Tasks
(A) According to the article on Sony Music and Michael Jackson albums, on what date did a California judge clear Sony and Jackson's estate?
(B) Reproduce the passage of the article on Sony Music and Michael Jackson albums starting at "Perhaps the label" and ending at "than Jackson himself.".

Text block
# # # # #

Sony Music Says No More 'Full-Fledged' Michael Jackson Albums

When can we expect a new album from the late Michael Jackson? Not anytime soon, says Sony Music’s CEO.

Perhaps the label is tapping the brakes on releasing music from the late pop singer.  Sony Music’s 2010 album Michael prompted a hardcore fan to launch a class action lawsuit in 2014, alleging that three songs on the album were from an impersonator rather than Jackson himself.

A California judge cleared both Sony and Jackson’s estate on August 29th, stating that neither the label nor the estate knew for sure whether the vocals were authentic.  The suit will continue with Sony and Jackson’s estate removed as defendants, though producers of the album remain on the hook.

That was a close one — though probably a nerve-racking episode for Sony.

So what’s next on the docket from Jackson’s recorded materials?  Nothing at the moment, according to Sony Music Entertainment chief executive Rob Stringer.

# # # # #

Record extracts

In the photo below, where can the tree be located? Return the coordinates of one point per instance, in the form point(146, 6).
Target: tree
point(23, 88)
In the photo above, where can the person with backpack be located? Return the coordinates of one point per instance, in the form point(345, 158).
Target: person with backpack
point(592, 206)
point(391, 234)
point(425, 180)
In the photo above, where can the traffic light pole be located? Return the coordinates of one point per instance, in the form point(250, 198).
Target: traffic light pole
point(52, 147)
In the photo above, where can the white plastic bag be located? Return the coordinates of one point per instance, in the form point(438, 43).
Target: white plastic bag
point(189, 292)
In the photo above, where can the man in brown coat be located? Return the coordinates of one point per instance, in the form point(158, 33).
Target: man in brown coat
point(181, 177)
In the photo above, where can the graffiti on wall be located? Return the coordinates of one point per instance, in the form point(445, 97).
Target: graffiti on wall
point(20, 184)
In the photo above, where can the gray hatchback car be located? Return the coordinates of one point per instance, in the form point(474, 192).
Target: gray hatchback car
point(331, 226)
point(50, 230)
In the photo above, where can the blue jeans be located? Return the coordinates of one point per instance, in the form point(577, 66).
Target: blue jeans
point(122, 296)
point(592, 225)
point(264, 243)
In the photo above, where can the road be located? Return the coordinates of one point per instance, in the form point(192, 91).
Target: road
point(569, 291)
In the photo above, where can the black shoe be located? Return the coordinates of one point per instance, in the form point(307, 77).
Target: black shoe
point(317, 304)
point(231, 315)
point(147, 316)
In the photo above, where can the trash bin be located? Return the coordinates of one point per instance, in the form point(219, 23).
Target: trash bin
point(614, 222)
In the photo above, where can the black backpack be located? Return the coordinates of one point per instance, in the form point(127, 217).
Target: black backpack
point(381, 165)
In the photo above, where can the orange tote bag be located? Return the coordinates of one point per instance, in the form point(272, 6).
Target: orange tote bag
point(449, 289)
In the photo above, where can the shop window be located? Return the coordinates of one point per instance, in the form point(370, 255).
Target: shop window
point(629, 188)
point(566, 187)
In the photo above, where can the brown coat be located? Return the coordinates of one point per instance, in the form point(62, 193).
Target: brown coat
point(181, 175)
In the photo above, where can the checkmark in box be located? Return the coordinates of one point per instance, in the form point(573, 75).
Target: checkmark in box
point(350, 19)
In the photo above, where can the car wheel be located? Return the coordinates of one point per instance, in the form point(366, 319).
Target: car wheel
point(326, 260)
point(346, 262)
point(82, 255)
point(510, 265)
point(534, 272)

# # # # #

Solutions for each task
(A) August 29th

(B)
Perhaps the label is tapping the brakes on releasing music from the late pop singer.  Sony Music’s 2010 album Michael prompted a hardcore fan to launch a class action lawsuit in 2014, alleging that three songs on the album were from an impersonator rather than Jackson himself.